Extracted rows
--- START ---

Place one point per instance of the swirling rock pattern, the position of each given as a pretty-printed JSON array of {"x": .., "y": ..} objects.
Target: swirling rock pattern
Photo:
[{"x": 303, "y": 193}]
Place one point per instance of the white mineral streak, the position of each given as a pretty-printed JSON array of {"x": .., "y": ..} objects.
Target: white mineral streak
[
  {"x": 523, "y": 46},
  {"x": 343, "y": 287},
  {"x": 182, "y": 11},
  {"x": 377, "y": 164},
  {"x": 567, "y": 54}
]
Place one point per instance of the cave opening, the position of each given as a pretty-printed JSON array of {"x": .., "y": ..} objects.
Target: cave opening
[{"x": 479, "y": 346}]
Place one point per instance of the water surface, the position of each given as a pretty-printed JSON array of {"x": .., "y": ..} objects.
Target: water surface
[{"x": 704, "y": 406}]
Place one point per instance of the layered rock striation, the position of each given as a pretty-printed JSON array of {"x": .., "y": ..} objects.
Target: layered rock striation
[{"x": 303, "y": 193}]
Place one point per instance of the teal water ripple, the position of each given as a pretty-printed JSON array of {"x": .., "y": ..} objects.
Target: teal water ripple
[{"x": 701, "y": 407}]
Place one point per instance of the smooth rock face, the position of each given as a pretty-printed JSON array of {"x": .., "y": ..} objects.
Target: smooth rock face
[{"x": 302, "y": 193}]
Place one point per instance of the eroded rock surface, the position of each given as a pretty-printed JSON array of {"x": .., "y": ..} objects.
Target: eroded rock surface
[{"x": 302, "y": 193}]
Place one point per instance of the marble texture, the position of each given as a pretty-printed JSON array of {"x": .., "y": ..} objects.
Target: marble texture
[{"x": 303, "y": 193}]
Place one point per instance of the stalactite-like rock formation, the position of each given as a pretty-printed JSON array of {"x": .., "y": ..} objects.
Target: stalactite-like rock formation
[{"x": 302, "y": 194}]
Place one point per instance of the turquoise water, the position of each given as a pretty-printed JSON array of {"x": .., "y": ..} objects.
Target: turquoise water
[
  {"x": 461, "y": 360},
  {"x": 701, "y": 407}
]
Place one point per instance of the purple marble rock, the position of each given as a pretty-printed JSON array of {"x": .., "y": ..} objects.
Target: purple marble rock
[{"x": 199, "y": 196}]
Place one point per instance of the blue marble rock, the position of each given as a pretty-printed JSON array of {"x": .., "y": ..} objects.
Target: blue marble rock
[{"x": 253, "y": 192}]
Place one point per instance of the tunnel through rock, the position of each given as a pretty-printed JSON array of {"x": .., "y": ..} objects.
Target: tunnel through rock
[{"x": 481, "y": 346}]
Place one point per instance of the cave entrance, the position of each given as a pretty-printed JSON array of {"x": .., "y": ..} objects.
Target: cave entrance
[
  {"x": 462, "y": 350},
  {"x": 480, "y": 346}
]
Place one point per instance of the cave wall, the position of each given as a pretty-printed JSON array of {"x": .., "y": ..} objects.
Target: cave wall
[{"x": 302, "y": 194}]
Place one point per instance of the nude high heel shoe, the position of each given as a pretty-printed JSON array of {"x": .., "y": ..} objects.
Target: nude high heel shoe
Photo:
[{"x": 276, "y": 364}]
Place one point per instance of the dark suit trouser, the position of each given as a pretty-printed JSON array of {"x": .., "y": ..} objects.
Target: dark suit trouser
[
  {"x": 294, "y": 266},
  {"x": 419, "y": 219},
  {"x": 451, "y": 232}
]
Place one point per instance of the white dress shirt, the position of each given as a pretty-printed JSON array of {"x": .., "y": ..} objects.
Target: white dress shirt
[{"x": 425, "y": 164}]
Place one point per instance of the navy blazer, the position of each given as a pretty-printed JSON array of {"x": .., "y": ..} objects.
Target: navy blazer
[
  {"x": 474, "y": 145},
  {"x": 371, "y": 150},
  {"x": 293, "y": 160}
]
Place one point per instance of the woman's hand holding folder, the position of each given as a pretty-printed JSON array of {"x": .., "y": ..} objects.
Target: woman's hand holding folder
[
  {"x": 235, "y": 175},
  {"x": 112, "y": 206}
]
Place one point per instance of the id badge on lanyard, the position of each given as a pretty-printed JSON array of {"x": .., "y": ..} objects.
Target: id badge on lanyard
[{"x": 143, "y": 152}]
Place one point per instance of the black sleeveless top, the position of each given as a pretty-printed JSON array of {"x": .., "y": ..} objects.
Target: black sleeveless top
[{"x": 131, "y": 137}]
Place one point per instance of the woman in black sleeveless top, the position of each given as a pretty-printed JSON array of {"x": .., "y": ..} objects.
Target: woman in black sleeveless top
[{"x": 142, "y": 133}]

--- END ---

→ **DO THIS**:
Copy out every one of the rows above, line for line, without changing anything.

→ **TASK SOLUTION**:
Place one point per instance of the swirling rock pattern, the position of each given as a pretty-printed JSON array of {"x": .., "y": ..} objects.
Target: swirling rock pattern
Photo:
[{"x": 303, "y": 193}]
Place one point per instance of the white mineral streak, the position of each given as a pretty-printed JSON array of {"x": .., "y": ..} objects.
Target: white mineral streak
[
  {"x": 523, "y": 46},
  {"x": 343, "y": 287},
  {"x": 182, "y": 11},
  {"x": 377, "y": 164},
  {"x": 567, "y": 54}
]
Place one point per instance of the cave opening, the position of each given as a pretty-printed JSON array of {"x": .., "y": ..} objects.
Target: cave opening
[{"x": 479, "y": 346}]
Place one point per instance of the water surface, the position of each given as a pretty-printed JSON array of {"x": .., "y": ..} objects.
Target: water surface
[{"x": 704, "y": 406}]
Place one point per instance of the layered rock striation, the position of each given as a pretty-printed JSON array of {"x": .., "y": ..} objects.
Target: layered rock striation
[{"x": 303, "y": 193}]
Place one point per instance of the teal water ripple, the position of each given as a pretty-printed JSON array of {"x": .., "y": ..} objects.
Target: teal water ripple
[{"x": 701, "y": 407}]
Place one point per instance of the smooth rock face, the position of each given as a pretty-printed JSON array of {"x": .., "y": ..} objects.
Target: smooth rock face
[{"x": 302, "y": 193}]
Place one point per instance of the eroded rock surface, the position of each given as a pretty-printed JSON array of {"x": .., "y": ..} objects.
Target: eroded rock surface
[{"x": 302, "y": 193}]
Place one point per instance of the marble texture, the position of each given as a pretty-printed JSON array of {"x": .., "y": ..} objects.
Target: marble texture
[{"x": 303, "y": 193}]
Place one point per instance of the stalactite-like rock formation, the position of each given as a pretty-printed JSON array of {"x": .., "y": ..} objects.
Target: stalactite-like rock formation
[{"x": 302, "y": 194}]
Place one point per instance of the turquoise water, the position of each given as a pretty-printed JSON array of {"x": .., "y": ..} objects.
Target: turquoise water
[
  {"x": 461, "y": 360},
  {"x": 701, "y": 407}
]
Place one point per instance of the purple marble rock, the position of each given as a pretty-printed JSON array of {"x": .., "y": ..} objects.
Target: purple marble rock
[{"x": 199, "y": 196}]
Place one point per instance of the blue marble rock, the position of each given as a pretty-printed JSON array of {"x": .., "y": ..} objects.
Target: blue marble rock
[{"x": 253, "y": 192}]
Place one point per instance of the tunnel through rock, the position of each given as a pretty-printed JSON array of {"x": .., "y": ..} objects.
Target: tunnel through rock
[{"x": 481, "y": 346}]
Place one point per instance of the cave entrance, the position of each given as a pretty-printed JSON array of {"x": .., "y": ..} objects.
Target: cave entrance
[
  {"x": 462, "y": 350},
  {"x": 480, "y": 346}
]
Place one point per instance of the cave wall, the position of each given as a pretty-printed JSON array of {"x": .., "y": ..} objects.
Target: cave wall
[{"x": 302, "y": 194}]
Place one point per instance of the nude high heel shoe, the position of each given as a pretty-printed JSON array of {"x": .., "y": ..} objects.
Target: nude high heel shoe
Photo:
[{"x": 276, "y": 364}]
Place one point per instance of the dark suit trouser, the position of each given as a pretty-printed JSON array of {"x": .., "y": ..} objects.
Target: dark suit trouser
[
  {"x": 294, "y": 266},
  {"x": 419, "y": 219},
  {"x": 451, "y": 232}
]
Place one point per instance of the white dress shirt, the position of each given as a pretty-printed JSON array of {"x": .., "y": ..} objects.
Target: white dress shirt
[{"x": 425, "y": 164}]
Place one point per instance of the navy blazer, the position of each given as a pretty-printed JSON array of {"x": .., "y": ..} objects.
Target: navy blazer
[
  {"x": 474, "y": 145},
  {"x": 371, "y": 150},
  {"x": 293, "y": 160}
]
Place one point per instance of the woman's hand holding folder, the position of each given as a pretty-printed JSON array of {"x": .., "y": ..} objects.
Target: woman's hand holding folder
[
  {"x": 235, "y": 175},
  {"x": 112, "y": 206}
]
Place one point per instance of the id badge on lanyard, the position of each given as a pretty-printed JSON array of {"x": .., "y": ..} objects.
Target: id badge on lanyard
[{"x": 143, "y": 152}]
Place one point per instance of the black sleeveless top, the position of each given as a pretty-printed JSON array of {"x": .., "y": ..} objects.
Target: black sleeveless top
[{"x": 131, "y": 137}]
Place one point per instance of the woman in black sleeveless top, the position of each given as a pretty-printed JSON array of {"x": .., "y": ..} objects.
Target: woman in black sleeveless top
[{"x": 142, "y": 133}]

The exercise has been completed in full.